WYBRANY FRAGMENT:
+++

Nigdy wcześniej kredyt w Polsce nie był tak tani przez tak długi czas. To pokłosie decyzji poprzedniej Rady Polityki Pieniężnej. Obecna Rada poszła krok dalej i obiecuje utrzymanie kredytowej nirwany nawet do końca 2020 roku.
W Polsce – jak w prawie wszystkich krajach Europy – banki centralne mają decydujący wpływ na oprocentowanie kredytów i lokat bankowych. O cenie pieniądza decydują państwowe instytucje kierowane przez politycznie nominowanych decydentów. Formalnie rzecz jasna niezależnych od rządu i partii oraz cechujących się wybitną wiedzą ekonomiczną i nieposzlakowaną opinią. Tyle teorii.
Decyzje podejmowane przez wszelakie komitety monetarne nie podlegają zaskarżeniu i wyznaczają cenę pieniądza korzystając z monopolu, jaki na tym polu ma bank centralny. Rada Polityki Pieniężnej – podobnie jak inne tego typu gremia – za swoje decyzje odpowiada jedynie przed Bogiem i Historią.


Cztery lata temu – a dokładnie 4 marca 2015 roku – RPP jeszcze w poprzednim składzie zdecydowała się obniżyć stopę referencyjną Narodowego Banku Polskiego aż o 50 punktów bazowych, do rekordowo niskiego poziomu 1,50%. Jedynym oficjalnym uzasadnieniem takiego posunięcia była statystyczna deflacja cenowa wywołana drastyczną przeceną ropy naftowej na rynkach światowych oraz spadkiem cen nieprzetworzonej żywności będącej efektem rosyjskiego embarga. Co ciekawe, gdy notowania ropy idą w górę, decydenci w RPP zwykli uważać to za czynnik niezależny od nich i na który nie warto reagować podwyżką stóp procentowych.
Zbyt niskie stopy = represja finansowa
W marcu 2015 roku uważałem , że Rada popełniła błąd, ścinając cenę pieniądza tak nisko. I zdania nie zmieniłem. Zresztą interesujące jest, że stopę procentową na poziomie 1,50% monetarni dyktatorzy uważali za właściwą zarówno przy delikatnej deflacji cenowej (rzędu -1% na wskaźniku CPI), jak i przy inflacji CPI równej celowi inflacyjnemu (2,5%). Najwyraźniej polskie stopy procentowe choć niezmienne, pozostają uniwersalne i adekwatne do każdej sytuacji.

+++

Elementy do oznaczania konturów
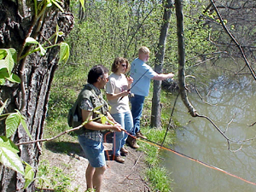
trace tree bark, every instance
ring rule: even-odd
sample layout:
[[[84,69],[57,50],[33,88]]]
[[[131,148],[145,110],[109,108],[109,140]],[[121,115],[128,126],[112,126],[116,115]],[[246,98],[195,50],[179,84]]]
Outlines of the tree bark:
[[[183,32],[183,0],[175,0],[175,9],[177,18],[177,49],[178,49],[178,84],[180,89],[181,98],[189,109],[192,117],[196,117],[197,113],[192,104],[188,99],[185,84],[185,43]]]
[[[158,73],[162,73],[164,56],[166,50],[166,38],[169,28],[169,22],[172,15],[171,9],[172,8],[172,1],[166,0],[164,4],[164,16],[163,24],[161,26],[160,36],[157,46],[156,58],[154,62],[154,71]],[[154,91],[152,98],[152,110],[151,110],[151,127],[161,127],[161,106],[160,106],[160,91],[161,81],[154,80]]]
[[[12,47],[17,51],[20,50],[33,23],[35,10],[32,2],[0,0],[0,49]],[[64,32],[64,37],[73,28],[73,16],[67,10],[68,4],[62,6],[67,12],[61,13],[53,5],[44,13],[44,20],[32,28],[31,36],[40,44],[43,44],[45,39],[55,33],[56,25]],[[63,40],[63,38],[59,39]],[[24,49],[26,50],[26,49]],[[26,118],[26,125],[35,140],[43,138],[50,85],[57,68],[58,51],[59,49],[55,47],[47,49],[44,56],[40,56],[38,53],[32,54],[15,66],[15,73],[20,76],[23,71],[25,95],[21,90],[21,84],[6,83],[0,87],[1,101],[9,99],[9,112],[20,108],[24,103],[20,113]],[[4,122],[0,122],[0,128],[1,135],[3,135]],[[17,143],[29,141],[29,137],[24,129],[19,126],[13,140]],[[20,151],[21,160],[37,170],[41,143],[21,145]],[[3,166],[0,172],[0,191],[35,191],[34,183],[26,189],[23,189],[25,179],[20,174]]]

+++

POLECENIA:
1. Do jakiego poziomu RPP obniżyła stopę referencyjną NBP 4 marca 2015 roku według fragmentu o stopach procentowych?
2. Przepisz wiernie z fragmentu o stopach procentowych tekst od słów „W Polsce – jak” do słów „opinią. Tyle teorii.”, łącznie z tymi słowami.
3. Oceń, czy poniższe stwierdzenia są zgodne z fragmentem o stopach procentowych. Przy każdym odpowiedz „tak” lub „nie” i przytocz rozstrzygające słowa tekstu.
(a) Decyzje komitetów monetarnych można zaskarżyć.
(b) 4 marca 2015 roku RPP obniżyła stopę referencyjną o 50 punktów bazowych.
(c) Jedynym oficjalnym uzasadnieniem obniżki był wzrost cen ropy naftowej.
Opieraj się wyłącznie na fragmencie o stopach procentowych.

OCZEKIWANE ODPOWIEDZI:
1. Do rekordowo niskiego poziomu 1,50%.

2.
W Polsce – jak w prawie wszystkich krajach Europy – banki centralne mają decydujący wpływ na oprocentowanie kredytów i lokat bankowych. O cenie pieniądza decydują państwowe instytucje kierowane przez politycznie nominowanych decydentów. Formalnie rzecz jasna niezależnych od rządu i partii oraz cechujących się wybitną wiedzą ekonomiczną i nieposzlakowaną opinią. Tyle teorii.

3.
(a) Nie: „nie podlegają zaskarżeniu”.
(b) Tak: „aż o 50 punktów bazowych”.
(c) Nie: „drastyczną przeceną ropy naftowej na rynkach światowych”.